For this exercise, write out each entry below exactly as it reads.
---
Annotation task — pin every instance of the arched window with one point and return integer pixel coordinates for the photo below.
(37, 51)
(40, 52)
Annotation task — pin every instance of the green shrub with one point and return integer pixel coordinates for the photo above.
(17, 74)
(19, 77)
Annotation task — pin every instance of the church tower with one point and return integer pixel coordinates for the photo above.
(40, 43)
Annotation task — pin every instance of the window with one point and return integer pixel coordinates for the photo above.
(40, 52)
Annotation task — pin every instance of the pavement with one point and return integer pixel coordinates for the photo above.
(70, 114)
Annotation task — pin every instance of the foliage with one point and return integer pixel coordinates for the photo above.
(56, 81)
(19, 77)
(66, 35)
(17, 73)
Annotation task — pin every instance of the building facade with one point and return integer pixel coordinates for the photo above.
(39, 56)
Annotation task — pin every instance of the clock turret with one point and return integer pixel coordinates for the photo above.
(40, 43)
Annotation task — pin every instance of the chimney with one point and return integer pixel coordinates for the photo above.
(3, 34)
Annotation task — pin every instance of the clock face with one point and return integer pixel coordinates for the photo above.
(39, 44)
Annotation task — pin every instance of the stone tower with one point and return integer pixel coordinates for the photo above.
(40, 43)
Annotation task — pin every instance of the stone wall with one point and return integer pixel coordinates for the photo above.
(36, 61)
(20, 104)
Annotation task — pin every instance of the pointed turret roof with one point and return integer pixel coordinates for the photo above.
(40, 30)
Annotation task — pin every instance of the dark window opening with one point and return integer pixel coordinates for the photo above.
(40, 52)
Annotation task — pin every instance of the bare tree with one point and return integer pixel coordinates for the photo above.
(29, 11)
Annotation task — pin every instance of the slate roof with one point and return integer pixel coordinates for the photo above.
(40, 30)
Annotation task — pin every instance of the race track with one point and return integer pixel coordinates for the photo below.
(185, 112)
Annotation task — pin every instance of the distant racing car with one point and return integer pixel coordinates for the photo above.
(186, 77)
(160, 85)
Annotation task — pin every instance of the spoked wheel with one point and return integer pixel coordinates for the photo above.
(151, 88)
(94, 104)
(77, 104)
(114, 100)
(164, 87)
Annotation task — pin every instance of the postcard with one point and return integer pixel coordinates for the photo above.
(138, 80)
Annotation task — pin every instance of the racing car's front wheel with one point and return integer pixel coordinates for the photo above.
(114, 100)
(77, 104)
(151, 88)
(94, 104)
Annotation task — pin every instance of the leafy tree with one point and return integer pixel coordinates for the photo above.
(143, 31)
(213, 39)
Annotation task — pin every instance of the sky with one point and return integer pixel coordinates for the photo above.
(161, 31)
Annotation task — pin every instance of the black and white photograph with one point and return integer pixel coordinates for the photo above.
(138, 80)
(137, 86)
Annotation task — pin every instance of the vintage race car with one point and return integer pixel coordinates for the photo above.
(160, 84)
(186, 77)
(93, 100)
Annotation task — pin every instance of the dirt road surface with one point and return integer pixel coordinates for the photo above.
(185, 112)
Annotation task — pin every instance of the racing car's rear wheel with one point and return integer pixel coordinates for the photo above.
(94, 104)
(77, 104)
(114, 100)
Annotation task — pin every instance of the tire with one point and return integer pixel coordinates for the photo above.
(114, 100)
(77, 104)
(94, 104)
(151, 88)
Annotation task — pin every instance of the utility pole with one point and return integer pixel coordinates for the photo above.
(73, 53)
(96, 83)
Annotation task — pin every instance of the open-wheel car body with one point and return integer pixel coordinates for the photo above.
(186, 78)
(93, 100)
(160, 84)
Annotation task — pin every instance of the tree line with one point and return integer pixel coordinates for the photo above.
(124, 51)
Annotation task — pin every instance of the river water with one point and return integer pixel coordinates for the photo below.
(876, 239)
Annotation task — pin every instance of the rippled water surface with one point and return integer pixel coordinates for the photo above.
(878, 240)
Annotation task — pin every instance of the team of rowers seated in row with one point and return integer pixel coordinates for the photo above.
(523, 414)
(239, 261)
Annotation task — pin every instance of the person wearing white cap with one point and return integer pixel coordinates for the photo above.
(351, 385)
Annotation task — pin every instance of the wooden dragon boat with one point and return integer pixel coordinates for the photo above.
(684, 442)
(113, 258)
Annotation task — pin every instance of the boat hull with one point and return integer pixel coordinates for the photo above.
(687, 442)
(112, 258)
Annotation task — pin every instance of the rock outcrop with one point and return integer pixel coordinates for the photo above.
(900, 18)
---
* Output
Annotation task — pin every instance of the arched window with one point and return integer pixel coordinates for the photo below.
(37, 51)
(40, 52)
Annotation task — pin every instance of the green shrub with one point and return integer pixel coordinates for the photo above.
(17, 74)
(19, 77)
Annotation task — pin every instance of the church tower with one point and return integer pixel coordinates for the photo above.
(40, 43)
Annotation task — pin every instance of the window with one point and return integer pixel coordinates for the photo above.
(40, 52)
Annotation task — pin every instance of the pavement with one point and return integer pixel coordinates for the photo above.
(70, 114)
Annotation task — pin every instance of the foliage with one point and return integer pixel coordinates for the photo above.
(56, 81)
(19, 77)
(66, 35)
(17, 73)
Annotation task — pin every instance of the building facade with one point and return integer pixel coordinates for the photo above.
(39, 56)
Annotation task — pin every instance of the clock turret with one point and return integer pixel coordinates for the photo above.
(40, 43)
Annotation task — pin every instance of the chimney with one point and return integer pixel coordinates for the photo above.
(3, 34)
Annotation task — pin every instance of the clock face with one point and return integer pixel coordinates for the photo above.
(39, 44)
Annotation task — pin every instance of the stone tower with one point and return integer pixel coordinates for the photo above.
(40, 43)
Annotation task — pin every instance of the stone wall with one point and return integer pixel coordinates for the photo above.
(36, 61)
(20, 104)
Annotation task — pin every instance of the pointed turret roof with one point and return integer pixel coordinates for the photo above.
(40, 30)
Annotation task — pin every instance of the dark window opening with one point and return integer pixel coordinates for the photo above.
(40, 52)
Annotation task — pin every instance of the bare tree with one point and return integer pixel coordinates for the photo above.
(29, 11)
Annotation task — pin every instance of the slate roof with one point and return integer pixel coordinates for the photo above.
(40, 30)
Annotation task — pin every instance of the race track with one point and return integer pixel coordinates for the photo below.
(185, 112)
Annotation task — pin every instance of the distant racing car with one point and return integer pixel coordinates for the photo above.
(186, 77)
(160, 85)
Annotation task — pin every instance of the spoked wheel with one point and return integer pixel coordinates for the photo above.
(151, 88)
(94, 104)
(77, 104)
(114, 100)
(164, 87)
Annotation task — pin every instance of the postcard with one point and return integer pixel coordinates for the photo above.
(138, 80)
Annotation task — pin every instance of the racing car's front wheel with one point and return integer pixel coordinates for the photo above.
(114, 100)
(77, 104)
(151, 88)
(94, 104)
Annotation task — pin every instance of the leafy tree with one point and return integer pixel coordinates for the photo above.
(143, 31)
(213, 39)
Annotation task — pin every instance of the sky with one point and return integer pixel coordinates for the photo above.
(161, 31)
Annotation task — pin every instance of the black and white photograph with one point and return integer pixel coordinates for the photo above.
(138, 80)
(137, 86)
Annotation task — pin every instance of the vintage race car with one point and return integer pixel coordinates for the photo above.
(160, 84)
(186, 77)
(93, 100)
Annotation task — pin every instance of the dirt road surface with one point and return integer pixel coordinates for the photo above.
(185, 112)
Annotation task — pin every instance of the racing car's rear wheel with one point and return integer pixel coordinates for the photo above.
(94, 104)
(77, 104)
(114, 100)
Annotation task — pin every instance of the tire with one point and return integer pixel coordinates for the photo above.
(114, 100)
(77, 104)
(94, 104)
(151, 88)
Annotation task — pin every instance of the utility pole with one point and return integer pixel coordinates for the photo above.
(73, 53)
(96, 83)
Annotation task — pin every instance of the open-wheel car body with one point and return integer pixel coordinates for the photo above.
(186, 78)
(93, 100)
(160, 84)
Annotation task — pin every instance of the tree line with one point and return integer pixel coordinates for the photo above.
(124, 51)
Annotation task — pin every instance of the river water with one point and return integer pixel coordinates for the photo below.
(876, 239)
Annotation task — pin every instance of the rippled water surface with one point and return integer pixel coordinates for the photo above.
(878, 240)
Annotation task — pin every instance of the team of rowers seated in row with one point and return integer pixel coordinates for the photo above.
(523, 414)
(239, 261)
Annotation task — pin every instance of the person wearing white cap with one point and return integer pixel coordinates for the photo above.
(351, 385)
Annotation task — pin every instance of the wooden dragon boat with one point and return integer pixel coordinates for the photo above.
(684, 442)
(113, 258)
Annotation task — pin every instance of the boat hull with one point and return integer pixel coordinates for the photo above.
(687, 442)
(112, 258)
Annotation task — pin every instance of the rock outcrop with one point and return integer pixel coordinates for the photo above.
(900, 18)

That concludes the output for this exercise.